> [Problem to solve]: From the commentary on Vietnam's Communist Party below, extract the passage from "To date, there" to "systemic d risk.", copying it word for word.
Segment Start: Page excerpt
For years, intellectuals have proposed expeditiously enacting a Law applicable to the activities of the Communist Party. Such proposals have never gained traction, precisely because such codification of Article 4 of the Constitution would, in principle, subject the Party to oversight by the Government, the National Assembly, and the courts.
Yet such oversight is precisely the foundational requirement of any rule-of-law society. And it is precisely why this issue remains the institutional bottleneck of all bottlenecks, with no clear indication that it will be resolved.
This unresolved “shadow” of rogue autonomy renders any concentration of power the more dangerous: the more power is centralized outside the Law, the more glaring the accountability vacuum becomes. To mitigate this risk, a Law applicable to the Communist Party would need to define, at minimum: the Party’s legal status; the basis of its legitimacy; principles governing its accountability and oversight; boundaries between Party, State, and society; internal democracy; and the Party’s relationship with civil society (2).
Administrative Restructuring and Systemic Retrenchment
Following the 14th Congress, the important question is no longer merely who occupies which positions, but how much restructuring can the system tolerate. The growing “underground discontent” within the bureaucracy does not constitute political opposition, but rather operational frustration: unclear lines of responsibility, legal and other risks to bureaucrats even when procedures are followed, and accusations of inertia when action is avoided.
These are textbook symptoms of worrisome institutional bottlenecks. When power is centralized without clear responsibility frameworks, a subordinate bureaucratic system’s natural responses are retrenchment and risk avoidance. But, if discipline is tightened and personnel reshuffled without addressing legal foundations, governance effectiveness will decline rather than improve, increasing the risk of administrative paralysis.
The best structure: institutions or persons?
The key question posed by international observers is whether this appointment to two offices will apply only in the case of Tô Lâm, or whether it will evolve into a more permanent institutional arrangement.
If it remains just a one-time scenario , the system may tolerate it as an exception. But if it marks the beginning of a new, long-term, governance model, Vietnam must confront a question it has never fully answered: who oversees the leader when power is concentrated in a single individual within a system where the Party itself stands outside all legal accountability?
To date, there have been no clear signals of constitutional revision or the creation of new oversight mechanisms. As a result, power consolidation is proceeding far faster than the creation of institutional checks and balances—a formula historically associated with the accumulation of systemic d risk.
Segment End: Page excerpt
Segment Start: Extracted material
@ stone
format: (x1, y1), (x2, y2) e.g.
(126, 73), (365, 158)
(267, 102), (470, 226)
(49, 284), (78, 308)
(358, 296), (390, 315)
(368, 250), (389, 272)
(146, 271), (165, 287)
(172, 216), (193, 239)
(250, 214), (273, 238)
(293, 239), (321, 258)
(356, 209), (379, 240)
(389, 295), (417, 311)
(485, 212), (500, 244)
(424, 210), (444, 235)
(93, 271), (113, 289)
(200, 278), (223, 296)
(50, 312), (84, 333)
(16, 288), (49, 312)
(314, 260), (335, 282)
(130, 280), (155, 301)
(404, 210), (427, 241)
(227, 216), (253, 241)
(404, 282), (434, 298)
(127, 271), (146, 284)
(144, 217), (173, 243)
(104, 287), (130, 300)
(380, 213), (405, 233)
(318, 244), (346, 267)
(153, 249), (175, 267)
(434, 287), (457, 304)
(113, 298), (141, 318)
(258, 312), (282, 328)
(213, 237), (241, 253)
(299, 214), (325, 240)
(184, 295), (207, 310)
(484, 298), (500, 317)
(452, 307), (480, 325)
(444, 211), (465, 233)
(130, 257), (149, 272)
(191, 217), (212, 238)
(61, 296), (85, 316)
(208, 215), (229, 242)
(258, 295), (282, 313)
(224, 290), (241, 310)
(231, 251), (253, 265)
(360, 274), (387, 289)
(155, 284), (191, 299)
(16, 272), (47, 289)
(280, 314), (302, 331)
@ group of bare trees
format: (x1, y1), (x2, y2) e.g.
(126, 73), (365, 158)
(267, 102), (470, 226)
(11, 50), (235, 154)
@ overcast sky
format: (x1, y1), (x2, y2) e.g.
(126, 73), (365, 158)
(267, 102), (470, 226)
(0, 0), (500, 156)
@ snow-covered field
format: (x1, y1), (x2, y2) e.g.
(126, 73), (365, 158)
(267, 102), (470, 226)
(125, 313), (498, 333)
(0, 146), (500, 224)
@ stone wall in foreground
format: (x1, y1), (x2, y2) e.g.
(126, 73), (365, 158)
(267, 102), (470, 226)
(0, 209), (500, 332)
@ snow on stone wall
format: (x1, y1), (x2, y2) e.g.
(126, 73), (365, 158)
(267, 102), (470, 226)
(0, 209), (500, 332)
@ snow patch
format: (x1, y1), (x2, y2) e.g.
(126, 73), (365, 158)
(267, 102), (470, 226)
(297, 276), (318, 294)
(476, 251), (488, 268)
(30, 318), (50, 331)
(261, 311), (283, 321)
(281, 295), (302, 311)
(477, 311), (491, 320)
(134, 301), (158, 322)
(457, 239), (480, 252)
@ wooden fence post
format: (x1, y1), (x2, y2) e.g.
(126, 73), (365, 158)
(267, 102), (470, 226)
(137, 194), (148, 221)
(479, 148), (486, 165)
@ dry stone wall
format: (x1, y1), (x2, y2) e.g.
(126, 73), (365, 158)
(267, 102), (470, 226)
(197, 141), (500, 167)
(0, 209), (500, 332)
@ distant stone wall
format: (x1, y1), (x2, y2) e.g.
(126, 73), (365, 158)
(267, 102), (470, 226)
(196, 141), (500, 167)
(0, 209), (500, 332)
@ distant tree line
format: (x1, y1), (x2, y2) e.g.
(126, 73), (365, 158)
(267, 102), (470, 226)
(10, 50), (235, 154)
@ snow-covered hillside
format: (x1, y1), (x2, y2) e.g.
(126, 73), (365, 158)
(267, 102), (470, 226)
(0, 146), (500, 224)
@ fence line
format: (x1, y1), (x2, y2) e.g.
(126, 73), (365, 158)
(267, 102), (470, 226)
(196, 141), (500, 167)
Segment End: Extracted material
> [Solution to the problem]:
To date, there have been no clear signals of constitutional revision or the creation of new oversight mechanisms. As a result, power consolidation is proceeding far faster than the creation of institutional checks and balances—a formula historically associated with the accumulation of systemic d risk.